Work request:
For each line in the data below that holds "positive", return a copy.

▽

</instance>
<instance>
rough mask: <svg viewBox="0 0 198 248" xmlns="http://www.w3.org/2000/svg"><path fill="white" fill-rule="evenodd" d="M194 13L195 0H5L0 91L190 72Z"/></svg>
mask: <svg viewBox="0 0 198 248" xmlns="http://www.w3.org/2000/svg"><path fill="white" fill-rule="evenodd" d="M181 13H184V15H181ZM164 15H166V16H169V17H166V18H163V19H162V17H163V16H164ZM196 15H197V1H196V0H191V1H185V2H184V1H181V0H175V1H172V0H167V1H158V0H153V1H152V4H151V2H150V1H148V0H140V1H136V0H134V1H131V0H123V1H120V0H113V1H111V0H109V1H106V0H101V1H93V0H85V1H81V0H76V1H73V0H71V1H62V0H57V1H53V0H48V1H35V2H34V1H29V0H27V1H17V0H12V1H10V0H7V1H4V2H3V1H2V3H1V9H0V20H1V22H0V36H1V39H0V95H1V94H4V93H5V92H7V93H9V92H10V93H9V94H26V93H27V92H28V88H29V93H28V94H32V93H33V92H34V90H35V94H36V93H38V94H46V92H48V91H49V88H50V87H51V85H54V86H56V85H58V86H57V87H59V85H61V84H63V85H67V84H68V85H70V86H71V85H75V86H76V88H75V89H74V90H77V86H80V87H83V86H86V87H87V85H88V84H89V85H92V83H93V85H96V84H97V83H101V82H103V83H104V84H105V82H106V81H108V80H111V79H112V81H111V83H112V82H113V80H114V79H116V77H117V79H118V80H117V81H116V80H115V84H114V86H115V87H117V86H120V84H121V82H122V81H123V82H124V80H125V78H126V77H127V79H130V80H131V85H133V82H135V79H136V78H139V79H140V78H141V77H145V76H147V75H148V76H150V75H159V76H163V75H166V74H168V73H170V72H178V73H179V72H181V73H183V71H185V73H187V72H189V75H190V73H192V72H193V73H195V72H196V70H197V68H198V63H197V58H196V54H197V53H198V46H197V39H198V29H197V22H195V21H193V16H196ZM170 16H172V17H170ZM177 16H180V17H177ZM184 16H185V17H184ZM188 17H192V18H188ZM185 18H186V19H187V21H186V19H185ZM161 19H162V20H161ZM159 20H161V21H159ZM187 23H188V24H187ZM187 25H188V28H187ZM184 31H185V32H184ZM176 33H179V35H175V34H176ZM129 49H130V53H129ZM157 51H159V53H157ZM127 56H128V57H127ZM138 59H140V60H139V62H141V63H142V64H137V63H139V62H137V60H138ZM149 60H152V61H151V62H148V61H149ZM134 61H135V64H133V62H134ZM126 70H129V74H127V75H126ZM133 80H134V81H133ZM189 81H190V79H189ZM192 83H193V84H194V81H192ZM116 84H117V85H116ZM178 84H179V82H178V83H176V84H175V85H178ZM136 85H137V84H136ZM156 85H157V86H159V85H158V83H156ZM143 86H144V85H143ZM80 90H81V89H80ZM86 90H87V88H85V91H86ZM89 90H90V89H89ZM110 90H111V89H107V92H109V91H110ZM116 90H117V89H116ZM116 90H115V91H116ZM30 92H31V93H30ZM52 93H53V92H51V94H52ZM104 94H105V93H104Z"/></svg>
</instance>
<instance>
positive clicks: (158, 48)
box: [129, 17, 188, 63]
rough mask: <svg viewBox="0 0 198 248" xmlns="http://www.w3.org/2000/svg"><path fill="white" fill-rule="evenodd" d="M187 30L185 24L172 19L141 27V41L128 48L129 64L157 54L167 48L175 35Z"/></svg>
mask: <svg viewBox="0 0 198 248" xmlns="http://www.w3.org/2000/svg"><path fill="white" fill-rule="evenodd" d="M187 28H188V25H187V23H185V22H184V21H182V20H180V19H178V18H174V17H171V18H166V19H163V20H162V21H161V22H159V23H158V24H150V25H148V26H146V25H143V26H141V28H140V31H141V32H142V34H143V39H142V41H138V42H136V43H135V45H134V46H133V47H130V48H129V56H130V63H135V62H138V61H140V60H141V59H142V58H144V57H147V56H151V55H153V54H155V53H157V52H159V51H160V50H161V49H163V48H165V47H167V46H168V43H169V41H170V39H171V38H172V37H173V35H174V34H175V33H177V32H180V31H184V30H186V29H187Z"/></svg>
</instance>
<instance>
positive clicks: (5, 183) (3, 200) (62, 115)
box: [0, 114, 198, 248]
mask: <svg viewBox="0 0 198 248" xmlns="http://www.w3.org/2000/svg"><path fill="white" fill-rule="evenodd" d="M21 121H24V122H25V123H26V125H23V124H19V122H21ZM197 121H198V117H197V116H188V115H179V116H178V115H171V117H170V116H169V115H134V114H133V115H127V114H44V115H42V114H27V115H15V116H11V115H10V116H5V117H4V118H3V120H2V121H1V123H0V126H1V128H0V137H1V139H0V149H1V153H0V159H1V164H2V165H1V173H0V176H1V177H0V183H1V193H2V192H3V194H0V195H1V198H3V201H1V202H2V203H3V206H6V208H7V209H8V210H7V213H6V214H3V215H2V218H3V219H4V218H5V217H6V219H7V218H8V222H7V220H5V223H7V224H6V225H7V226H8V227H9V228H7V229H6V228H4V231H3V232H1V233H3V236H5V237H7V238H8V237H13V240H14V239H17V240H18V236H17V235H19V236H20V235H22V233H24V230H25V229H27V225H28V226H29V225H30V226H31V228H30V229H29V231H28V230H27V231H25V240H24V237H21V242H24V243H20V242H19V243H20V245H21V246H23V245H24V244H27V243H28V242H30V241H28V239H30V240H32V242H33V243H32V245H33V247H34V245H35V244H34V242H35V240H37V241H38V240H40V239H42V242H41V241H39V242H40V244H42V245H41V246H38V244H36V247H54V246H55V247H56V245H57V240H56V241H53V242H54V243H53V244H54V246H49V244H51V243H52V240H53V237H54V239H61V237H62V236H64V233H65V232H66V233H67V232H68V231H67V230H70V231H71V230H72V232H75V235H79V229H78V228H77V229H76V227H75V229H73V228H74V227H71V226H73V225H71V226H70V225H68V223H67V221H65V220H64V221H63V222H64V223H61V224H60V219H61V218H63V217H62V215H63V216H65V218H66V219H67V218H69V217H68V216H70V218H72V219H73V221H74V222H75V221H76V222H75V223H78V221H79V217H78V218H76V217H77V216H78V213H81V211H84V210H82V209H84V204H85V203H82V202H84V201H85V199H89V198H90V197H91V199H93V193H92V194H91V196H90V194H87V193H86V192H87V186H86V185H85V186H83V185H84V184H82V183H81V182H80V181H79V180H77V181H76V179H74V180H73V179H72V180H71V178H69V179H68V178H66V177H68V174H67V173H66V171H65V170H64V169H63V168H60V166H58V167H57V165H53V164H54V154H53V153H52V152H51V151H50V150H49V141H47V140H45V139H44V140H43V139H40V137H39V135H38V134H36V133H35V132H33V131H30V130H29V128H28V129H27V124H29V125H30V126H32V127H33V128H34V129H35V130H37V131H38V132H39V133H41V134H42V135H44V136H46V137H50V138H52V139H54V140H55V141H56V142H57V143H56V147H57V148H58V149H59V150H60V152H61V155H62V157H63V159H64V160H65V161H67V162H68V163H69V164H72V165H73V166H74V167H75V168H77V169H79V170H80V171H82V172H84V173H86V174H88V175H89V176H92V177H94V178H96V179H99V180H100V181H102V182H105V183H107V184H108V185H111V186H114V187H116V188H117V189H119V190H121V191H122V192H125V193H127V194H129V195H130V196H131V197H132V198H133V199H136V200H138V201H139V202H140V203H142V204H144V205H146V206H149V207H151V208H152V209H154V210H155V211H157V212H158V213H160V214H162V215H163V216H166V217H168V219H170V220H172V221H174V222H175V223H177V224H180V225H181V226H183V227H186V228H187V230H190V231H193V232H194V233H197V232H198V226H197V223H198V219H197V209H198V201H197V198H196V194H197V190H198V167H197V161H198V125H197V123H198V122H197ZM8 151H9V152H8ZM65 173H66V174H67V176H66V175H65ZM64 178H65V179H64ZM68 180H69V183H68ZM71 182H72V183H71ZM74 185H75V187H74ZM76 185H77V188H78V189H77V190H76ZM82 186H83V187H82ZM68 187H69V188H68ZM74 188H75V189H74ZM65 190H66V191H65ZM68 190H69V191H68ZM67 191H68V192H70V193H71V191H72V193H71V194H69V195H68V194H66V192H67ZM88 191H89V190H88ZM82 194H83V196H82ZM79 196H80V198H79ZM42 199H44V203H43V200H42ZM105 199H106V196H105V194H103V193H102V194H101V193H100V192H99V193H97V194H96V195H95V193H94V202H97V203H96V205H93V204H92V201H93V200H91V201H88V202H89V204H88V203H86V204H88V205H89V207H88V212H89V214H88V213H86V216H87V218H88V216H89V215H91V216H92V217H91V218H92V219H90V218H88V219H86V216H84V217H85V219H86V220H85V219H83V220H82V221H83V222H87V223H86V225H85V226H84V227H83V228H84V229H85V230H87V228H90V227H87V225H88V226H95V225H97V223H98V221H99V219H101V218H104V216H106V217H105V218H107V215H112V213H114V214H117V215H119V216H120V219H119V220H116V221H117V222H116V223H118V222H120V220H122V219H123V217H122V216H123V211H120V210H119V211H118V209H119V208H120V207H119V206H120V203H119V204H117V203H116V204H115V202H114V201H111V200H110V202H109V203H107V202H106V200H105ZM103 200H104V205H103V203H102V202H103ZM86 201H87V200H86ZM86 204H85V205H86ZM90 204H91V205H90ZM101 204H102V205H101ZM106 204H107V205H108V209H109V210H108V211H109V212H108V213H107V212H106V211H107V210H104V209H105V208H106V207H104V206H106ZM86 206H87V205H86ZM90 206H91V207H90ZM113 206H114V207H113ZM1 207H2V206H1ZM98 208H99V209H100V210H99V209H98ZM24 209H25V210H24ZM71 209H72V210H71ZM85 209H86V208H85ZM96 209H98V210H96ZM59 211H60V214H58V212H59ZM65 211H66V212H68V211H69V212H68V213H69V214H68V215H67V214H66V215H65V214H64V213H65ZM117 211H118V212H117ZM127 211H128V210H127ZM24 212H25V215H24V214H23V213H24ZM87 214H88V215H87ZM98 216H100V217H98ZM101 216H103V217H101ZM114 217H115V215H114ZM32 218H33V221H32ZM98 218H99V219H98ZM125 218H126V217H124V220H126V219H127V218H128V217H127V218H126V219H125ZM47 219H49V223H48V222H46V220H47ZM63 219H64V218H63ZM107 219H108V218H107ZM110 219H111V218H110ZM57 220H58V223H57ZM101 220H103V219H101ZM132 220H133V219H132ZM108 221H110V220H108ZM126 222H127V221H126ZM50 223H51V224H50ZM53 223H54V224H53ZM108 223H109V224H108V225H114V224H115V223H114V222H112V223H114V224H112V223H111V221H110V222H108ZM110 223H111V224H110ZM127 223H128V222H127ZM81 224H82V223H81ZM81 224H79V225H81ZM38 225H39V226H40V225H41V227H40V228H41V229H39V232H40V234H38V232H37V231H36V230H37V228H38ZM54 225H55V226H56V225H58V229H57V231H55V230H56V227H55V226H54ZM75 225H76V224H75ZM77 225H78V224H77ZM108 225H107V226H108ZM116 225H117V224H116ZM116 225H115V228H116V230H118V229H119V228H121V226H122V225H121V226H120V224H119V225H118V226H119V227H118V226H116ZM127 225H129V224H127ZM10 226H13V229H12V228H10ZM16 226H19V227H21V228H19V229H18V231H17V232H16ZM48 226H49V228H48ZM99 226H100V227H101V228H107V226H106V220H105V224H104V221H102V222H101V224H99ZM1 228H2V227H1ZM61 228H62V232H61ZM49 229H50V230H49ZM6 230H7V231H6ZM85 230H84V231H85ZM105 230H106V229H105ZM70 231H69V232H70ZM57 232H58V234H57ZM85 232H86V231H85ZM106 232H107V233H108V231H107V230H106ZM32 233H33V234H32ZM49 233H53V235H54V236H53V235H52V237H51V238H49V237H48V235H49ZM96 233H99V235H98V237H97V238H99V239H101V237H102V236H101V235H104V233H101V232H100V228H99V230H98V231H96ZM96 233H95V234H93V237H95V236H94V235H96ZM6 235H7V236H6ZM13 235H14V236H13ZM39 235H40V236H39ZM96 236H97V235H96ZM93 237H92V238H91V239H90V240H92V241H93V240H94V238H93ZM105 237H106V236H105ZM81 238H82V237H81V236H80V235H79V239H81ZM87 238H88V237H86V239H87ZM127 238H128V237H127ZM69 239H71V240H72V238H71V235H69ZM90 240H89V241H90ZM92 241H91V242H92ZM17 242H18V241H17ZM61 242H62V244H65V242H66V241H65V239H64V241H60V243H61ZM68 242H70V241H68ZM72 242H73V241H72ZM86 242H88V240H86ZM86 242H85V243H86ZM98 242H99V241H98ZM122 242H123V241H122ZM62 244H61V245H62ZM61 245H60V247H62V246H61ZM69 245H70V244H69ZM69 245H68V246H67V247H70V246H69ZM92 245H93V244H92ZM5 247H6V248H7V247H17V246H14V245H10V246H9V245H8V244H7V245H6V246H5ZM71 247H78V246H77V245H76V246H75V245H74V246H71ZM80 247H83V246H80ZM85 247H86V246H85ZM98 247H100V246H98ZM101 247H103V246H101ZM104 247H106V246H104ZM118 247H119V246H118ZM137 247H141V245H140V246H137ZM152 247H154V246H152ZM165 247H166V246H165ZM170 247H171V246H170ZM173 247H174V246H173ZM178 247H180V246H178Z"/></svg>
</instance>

△

Response:
positive clicks: (158, 48)
positive clicks: (5, 183) (3, 200) (62, 115)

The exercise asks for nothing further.